* _Short problem_:
Arrange the lines below as a Markdown table with the columns "Row" and "Line," numbering each line in sequence and omitting any blank lines.

----

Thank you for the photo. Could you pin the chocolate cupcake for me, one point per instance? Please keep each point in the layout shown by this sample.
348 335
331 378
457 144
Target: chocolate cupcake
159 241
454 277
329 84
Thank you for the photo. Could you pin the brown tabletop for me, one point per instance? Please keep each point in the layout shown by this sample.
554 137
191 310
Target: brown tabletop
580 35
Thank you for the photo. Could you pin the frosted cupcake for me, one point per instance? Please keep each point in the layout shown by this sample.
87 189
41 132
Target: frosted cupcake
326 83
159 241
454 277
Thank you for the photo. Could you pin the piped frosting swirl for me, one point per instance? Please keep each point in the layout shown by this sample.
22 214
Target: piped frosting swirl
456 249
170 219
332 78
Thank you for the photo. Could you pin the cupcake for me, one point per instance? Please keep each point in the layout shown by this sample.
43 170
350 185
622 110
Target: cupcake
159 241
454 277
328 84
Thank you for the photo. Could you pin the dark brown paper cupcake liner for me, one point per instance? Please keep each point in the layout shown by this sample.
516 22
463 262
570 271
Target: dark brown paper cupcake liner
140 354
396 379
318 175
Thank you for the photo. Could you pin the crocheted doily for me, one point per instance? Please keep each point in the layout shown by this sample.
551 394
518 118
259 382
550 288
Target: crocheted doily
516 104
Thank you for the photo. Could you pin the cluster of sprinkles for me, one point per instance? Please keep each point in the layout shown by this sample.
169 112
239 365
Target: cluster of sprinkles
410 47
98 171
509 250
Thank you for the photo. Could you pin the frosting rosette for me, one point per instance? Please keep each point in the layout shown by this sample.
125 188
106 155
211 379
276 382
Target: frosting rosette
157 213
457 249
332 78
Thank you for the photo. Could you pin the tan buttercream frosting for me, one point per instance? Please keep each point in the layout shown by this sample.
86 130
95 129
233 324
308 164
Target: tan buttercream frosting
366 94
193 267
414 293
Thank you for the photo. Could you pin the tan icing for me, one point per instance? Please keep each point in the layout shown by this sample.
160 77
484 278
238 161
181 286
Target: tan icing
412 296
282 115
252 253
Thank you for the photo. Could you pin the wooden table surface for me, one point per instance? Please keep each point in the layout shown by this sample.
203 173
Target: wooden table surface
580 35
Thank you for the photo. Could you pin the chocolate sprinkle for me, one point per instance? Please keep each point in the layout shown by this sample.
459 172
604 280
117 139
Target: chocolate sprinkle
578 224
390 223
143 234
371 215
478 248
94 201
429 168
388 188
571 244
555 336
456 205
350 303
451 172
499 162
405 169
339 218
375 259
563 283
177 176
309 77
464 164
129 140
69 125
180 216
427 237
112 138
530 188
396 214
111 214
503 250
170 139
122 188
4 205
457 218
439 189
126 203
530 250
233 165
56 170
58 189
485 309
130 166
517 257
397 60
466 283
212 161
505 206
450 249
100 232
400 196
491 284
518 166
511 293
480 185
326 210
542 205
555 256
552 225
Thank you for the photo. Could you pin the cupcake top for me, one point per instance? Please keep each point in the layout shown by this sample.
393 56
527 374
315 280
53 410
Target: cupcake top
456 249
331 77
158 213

----

* _The reply_:
| Row | Line |
|---|---|
| 1 | Thank you for the photo. Could you pin the chocolate cupcake for me, one point per instance? Please keep each point in the layout shown by this sample. |
| 2 | 348 335 |
| 3 | 331 378 |
| 4 | 457 144 |
| 5 | Target: chocolate cupcake |
| 6 | 159 241 |
| 7 | 454 277 |
| 8 | 329 84 |
| 9 | Thank you for the photo. Could you pin the brown tabletop for me, one point per instance? Please keep each point in the layout shown by this sample. |
| 10 | 554 137 |
| 11 | 191 310 |
| 12 | Target: brown tabletop |
| 13 | 580 35 |
| 14 | Thank you for the photo. Could you pin the frosted cupcake for me, one point per instance? Please keep each point in the layout shown by this sample. |
| 15 | 87 189 |
| 16 | 41 132 |
| 17 | Target: frosted cupcake |
| 18 | 326 83 |
| 19 | 159 241 |
| 20 | 454 277 |
| 21 | Thank you for the photo. Could you pin the piped frosting swirl for me, one point per instance? Please keep each point in the layout shown by this sample. |
| 22 | 22 214 |
| 23 | Target: piped frosting swirl |
| 24 | 456 249 |
| 25 | 170 219 |
| 26 | 332 78 |
| 27 | Thank you for the photo. Could you pin the cupcake for me, one point per instance? Please keep each point in the layout shown by this sample. |
| 28 | 43 170 |
| 29 | 350 185 |
| 30 | 622 110 |
| 31 | Target: cupcake |
| 32 | 159 241 |
| 33 | 454 277 |
| 34 | 328 84 |
| 35 | Thank you for the photo. Could you pin the dark brown paper cupcake liner for me, one point per instance? Please keep each point in the layout shown by this sample. |
| 36 | 516 22 |
| 37 | 463 262 |
| 38 | 570 271 |
| 39 | Target: dark brown paper cupcake liner |
| 40 | 140 354 |
| 41 | 396 379 |
| 42 | 318 175 |
| 43 | Thank you for the photo. Could you pin the crocheted doily for me, one point per instance? Please keep each point in the layout shown by this sample. |
| 44 | 551 394 |
| 45 | 518 118 |
| 46 | 259 382 |
| 47 | 550 288 |
| 48 | Target: crocheted doily |
| 49 | 516 104 |
| 50 | Thank you for the photo. Could you pin the cluster of sprinkles for me, one point per instance? Please keep each point in the layout shown by this sample. |
| 51 | 169 112 |
| 52 | 239 365 |
| 53 | Target: cluster of sprinkles |
| 54 | 410 47 |
| 55 | 98 171 |
| 56 | 509 250 |
| 57 | Thank you for the photo. Could you pin the frosting rosette for me, one point per instance? Please keep each point in the layout shown by this sample. |
| 58 | 125 188 |
| 59 | 106 155 |
| 60 | 211 379 |
| 61 | 276 382 |
| 62 | Target: frosting rosette |
| 63 | 157 213 |
| 64 | 457 249 |
| 65 | 332 78 |
| 66 | Thank you for the photo. Could you pin the tan buttercream frosting for me, one point per instance? Please keep each point in the layout shown by this sample. |
| 67 | 86 130 |
| 68 | 95 129 |
| 69 | 233 324 |
| 70 | 308 164 |
| 71 | Target: tan buttercream frosting |
| 72 | 366 94 |
| 73 | 193 267 |
| 74 | 414 293 |
| 75 | Thank you for the photo. Could you pin the tan icing for me, one point per instance? Please keep each point in the layout shown by this sample. |
| 76 | 160 77 |
| 77 | 484 278 |
| 78 | 238 161 |
| 79 | 181 286 |
| 80 | Target: tan icing |
| 81 | 412 296 |
| 82 | 282 115 |
| 83 | 252 253 |
| 84 | Thank you for the photo. Could you pin the wooden table surface for me, one point per instance? Please keep each point in the layout shown by this sample. |
| 85 | 203 173 |
| 86 | Target: wooden table surface |
| 87 | 580 35 |
| 88 | Thank you for the photo. Could you pin the chocolate sprinkle for me, one point per instance? Please keep each point in the layout shown by this sample. |
| 89 | 459 172 |
| 90 | 604 280 |
| 91 | 117 139 |
| 92 | Target: chocolate sprinkle |
| 93 | 578 224 |
| 94 | 390 223 |
| 95 | 143 234 |
| 96 | 371 215 |
| 97 | 478 248 |
| 98 | 94 201 |
| 99 | 429 168 |
| 100 | 388 188 |
| 101 | 571 244 |
| 102 | 555 336 |
| 103 | 456 205 |
| 104 | 350 303 |
| 105 | 451 172 |
| 106 | 499 162 |
| 107 | 405 169 |
| 108 | 339 218 |
| 109 | 375 259 |
| 110 | 563 283 |
| 111 | 177 176 |
| 112 | 309 77 |
| 113 | 464 164 |
| 114 | 129 140 |
| 115 | 69 125 |
| 116 | 180 216 |
| 117 | 427 237 |
| 118 | 112 138 |
| 119 | 530 188 |
| 120 | 396 214 |
| 121 | 111 214 |
| 122 | 503 250 |
| 123 | 170 139 |
| 124 | 122 188 |
| 125 | 4 205 |
| 126 | 457 218 |
| 127 | 439 189 |
| 128 | 126 203 |
| 129 | 530 250 |
| 130 | 233 165 |
| 131 | 56 170 |
| 132 | 58 189 |
| 133 | 485 309 |
| 134 | 130 166 |
| 135 | 517 257 |
| 136 | 397 60 |
| 137 | 466 283 |
| 138 | 212 161 |
| 139 | 505 206 |
| 140 | 450 249 |
| 141 | 100 232 |
| 142 | 400 196 |
| 143 | 491 284 |
| 144 | 518 166 |
| 145 | 511 293 |
| 146 | 480 185 |
| 147 | 326 210 |
| 148 | 542 205 |
| 149 | 555 256 |
| 150 | 552 225 |
| 151 | Thank you for the photo. Could you pin the cupcake top for me, one point per instance? Please keep each point in the layout shown by this sample. |
| 152 | 393 56 |
| 153 | 527 374 |
| 154 | 315 280 |
| 155 | 53 410 |
| 156 | Target: cupcake top |
| 157 | 456 249 |
| 158 | 331 77 |
| 159 | 158 213 |